Transcribe the records below from the first line to the line that includes "Note to the class: find each instance of the windshield", inclusive, and omit the pictures.
________________________________________
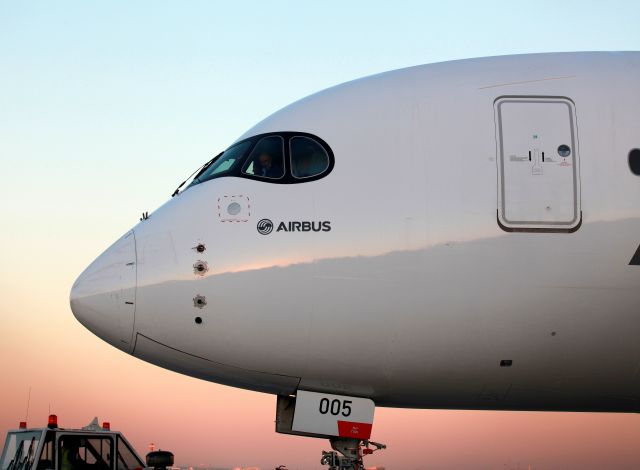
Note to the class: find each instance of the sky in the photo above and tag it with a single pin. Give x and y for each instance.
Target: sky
(105, 107)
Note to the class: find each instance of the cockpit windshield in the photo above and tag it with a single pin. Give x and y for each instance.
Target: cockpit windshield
(225, 162)
(274, 157)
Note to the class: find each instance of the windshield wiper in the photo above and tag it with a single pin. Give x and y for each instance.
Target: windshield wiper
(197, 173)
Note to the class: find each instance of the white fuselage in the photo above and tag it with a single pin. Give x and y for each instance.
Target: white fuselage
(417, 296)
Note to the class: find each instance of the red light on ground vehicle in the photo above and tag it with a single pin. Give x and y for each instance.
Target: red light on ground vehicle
(53, 422)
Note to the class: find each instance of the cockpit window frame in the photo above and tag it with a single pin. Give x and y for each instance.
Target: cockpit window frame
(237, 169)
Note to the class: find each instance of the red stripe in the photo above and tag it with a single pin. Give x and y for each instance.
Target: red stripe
(353, 429)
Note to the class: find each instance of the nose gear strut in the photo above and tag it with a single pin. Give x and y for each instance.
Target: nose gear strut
(352, 450)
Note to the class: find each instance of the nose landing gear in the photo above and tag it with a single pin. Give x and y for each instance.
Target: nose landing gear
(352, 450)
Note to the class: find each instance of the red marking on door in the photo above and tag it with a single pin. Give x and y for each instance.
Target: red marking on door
(353, 429)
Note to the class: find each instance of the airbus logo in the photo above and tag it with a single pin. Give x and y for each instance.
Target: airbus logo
(265, 226)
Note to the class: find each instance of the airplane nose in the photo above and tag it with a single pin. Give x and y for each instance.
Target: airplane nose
(103, 297)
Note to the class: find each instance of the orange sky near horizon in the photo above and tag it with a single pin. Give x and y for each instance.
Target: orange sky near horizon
(105, 107)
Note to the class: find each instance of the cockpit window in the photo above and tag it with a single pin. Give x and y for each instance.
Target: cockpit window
(277, 158)
(308, 158)
(225, 162)
(266, 159)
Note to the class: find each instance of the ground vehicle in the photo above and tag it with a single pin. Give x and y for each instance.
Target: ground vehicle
(93, 447)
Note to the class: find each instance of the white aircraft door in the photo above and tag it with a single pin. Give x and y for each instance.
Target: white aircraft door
(538, 177)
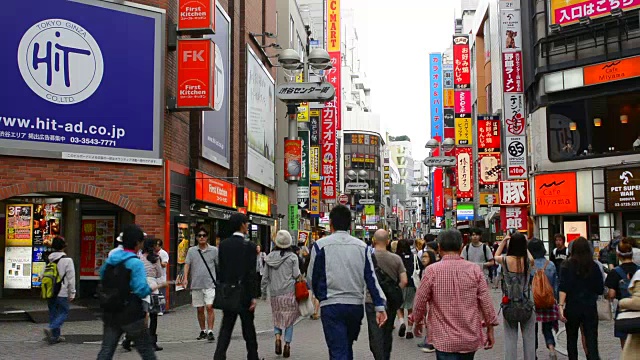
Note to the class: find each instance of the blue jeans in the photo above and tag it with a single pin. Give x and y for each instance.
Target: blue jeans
(288, 333)
(58, 313)
(341, 326)
(454, 356)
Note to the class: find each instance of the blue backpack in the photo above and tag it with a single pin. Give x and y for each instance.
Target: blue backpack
(625, 281)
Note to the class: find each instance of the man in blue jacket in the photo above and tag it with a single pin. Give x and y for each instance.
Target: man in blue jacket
(122, 301)
(340, 270)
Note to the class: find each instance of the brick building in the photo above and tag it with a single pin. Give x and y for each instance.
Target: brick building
(44, 192)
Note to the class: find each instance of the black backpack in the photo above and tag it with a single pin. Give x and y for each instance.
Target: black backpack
(114, 292)
(389, 286)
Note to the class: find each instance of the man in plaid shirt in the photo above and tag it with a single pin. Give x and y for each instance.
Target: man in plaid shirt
(459, 303)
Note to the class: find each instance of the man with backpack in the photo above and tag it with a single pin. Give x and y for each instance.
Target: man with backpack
(392, 277)
(478, 252)
(123, 287)
(59, 288)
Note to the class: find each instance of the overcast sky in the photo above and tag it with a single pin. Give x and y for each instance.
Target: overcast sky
(396, 38)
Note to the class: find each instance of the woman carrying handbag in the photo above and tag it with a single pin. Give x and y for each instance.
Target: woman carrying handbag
(280, 274)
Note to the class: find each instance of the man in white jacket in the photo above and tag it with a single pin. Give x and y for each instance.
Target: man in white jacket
(59, 305)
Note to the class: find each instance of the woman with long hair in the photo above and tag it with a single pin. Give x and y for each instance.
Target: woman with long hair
(280, 275)
(620, 276)
(515, 271)
(580, 285)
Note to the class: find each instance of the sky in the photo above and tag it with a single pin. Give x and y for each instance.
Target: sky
(395, 41)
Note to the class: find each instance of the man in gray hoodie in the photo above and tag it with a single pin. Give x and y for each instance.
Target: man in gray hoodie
(59, 306)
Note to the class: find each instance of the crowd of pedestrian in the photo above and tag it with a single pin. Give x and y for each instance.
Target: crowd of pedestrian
(401, 286)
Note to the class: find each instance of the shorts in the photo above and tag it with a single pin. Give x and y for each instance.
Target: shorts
(202, 297)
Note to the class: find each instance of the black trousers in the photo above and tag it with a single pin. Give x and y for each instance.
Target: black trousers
(587, 316)
(248, 333)
(380, 338)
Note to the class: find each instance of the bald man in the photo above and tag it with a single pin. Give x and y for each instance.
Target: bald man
(389, 266)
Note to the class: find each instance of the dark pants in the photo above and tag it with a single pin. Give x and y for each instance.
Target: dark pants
(547, 332)
(454, 356)
(136, 331)
(248, 332)
(380, 338)
(341, 325)
(58, 313)
(588, 318)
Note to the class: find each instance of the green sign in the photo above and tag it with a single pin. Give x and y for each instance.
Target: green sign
(293, 217)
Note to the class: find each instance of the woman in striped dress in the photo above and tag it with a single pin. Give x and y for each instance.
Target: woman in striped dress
(280, 275)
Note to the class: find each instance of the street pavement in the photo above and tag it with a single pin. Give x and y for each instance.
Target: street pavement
(178, 330)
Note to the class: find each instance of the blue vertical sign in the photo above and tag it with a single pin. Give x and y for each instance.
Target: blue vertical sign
(435, 95)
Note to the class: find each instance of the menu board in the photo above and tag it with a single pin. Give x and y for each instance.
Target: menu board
(19, 226)
(97, 237)
(17, 268)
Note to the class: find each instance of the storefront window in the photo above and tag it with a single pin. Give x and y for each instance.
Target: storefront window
(596, 127)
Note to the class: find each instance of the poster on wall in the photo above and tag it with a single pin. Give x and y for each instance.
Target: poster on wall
(261, 122)
(19, 225)
(97, 238)
(17, 267)
(215, 124)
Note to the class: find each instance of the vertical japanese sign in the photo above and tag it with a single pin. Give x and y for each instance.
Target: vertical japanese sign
(513, 90)
(435, 78)
(334, 48)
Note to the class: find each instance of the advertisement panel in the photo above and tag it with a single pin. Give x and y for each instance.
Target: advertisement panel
(464, 174)
(435, 74)
(292, 159)
(19, 228)
(97, 236)
(556, 194)
(566, 12)
(98, 96)
(622, 189)
(17, 267)
(215, 124)
(514, 192)
(514, 217)
(196, 16)
(215, 191)
(333, 37)
(261, 122)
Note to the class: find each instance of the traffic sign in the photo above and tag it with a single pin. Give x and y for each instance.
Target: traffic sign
(357, 186)
(305, 92)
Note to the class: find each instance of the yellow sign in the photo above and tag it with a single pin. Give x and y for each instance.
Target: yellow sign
(464, 131)
(333, 25)
(314, 163)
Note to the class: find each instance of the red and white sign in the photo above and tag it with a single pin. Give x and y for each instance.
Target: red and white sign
(464, 156)
(489, 135)
(196, 69)
(292, 159)
(514, 192)
(512, 72)
(514, 121)
(462, 103)
(514, 217)
(461, 62)
(196, 16)
(328, 144)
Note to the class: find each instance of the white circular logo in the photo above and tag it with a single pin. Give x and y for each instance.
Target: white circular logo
(60, 61)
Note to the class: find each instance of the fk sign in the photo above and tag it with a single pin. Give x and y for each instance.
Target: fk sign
(195, 74)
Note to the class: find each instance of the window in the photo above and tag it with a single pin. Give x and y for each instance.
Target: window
(596, 127)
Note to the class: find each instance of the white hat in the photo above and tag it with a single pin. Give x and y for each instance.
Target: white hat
(283, 239)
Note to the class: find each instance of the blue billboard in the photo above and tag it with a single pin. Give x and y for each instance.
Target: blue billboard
(435, 96)
(83, 80)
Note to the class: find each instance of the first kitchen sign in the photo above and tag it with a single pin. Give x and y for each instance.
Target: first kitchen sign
(196, 68)
(196, 17)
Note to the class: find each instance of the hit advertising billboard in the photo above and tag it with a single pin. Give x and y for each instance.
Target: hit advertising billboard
(78, 87)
________________________________________
Solved exercise:
Note to the class: find each instance of the sky in the photo above and tag it with a single pin. Give x and y for each instance.
Target: sky
(105, 107)
Note to the class: find each instance of the cockpit windshield in the photo above and tag it with a single pin. Give x and y for each instance.
Target: cockpit windshield
(225, 162)
(274, 157)
Note to the class: find each instance of the windshield wiper in the photo above and tag it with a single pin. Give x and y for each instance.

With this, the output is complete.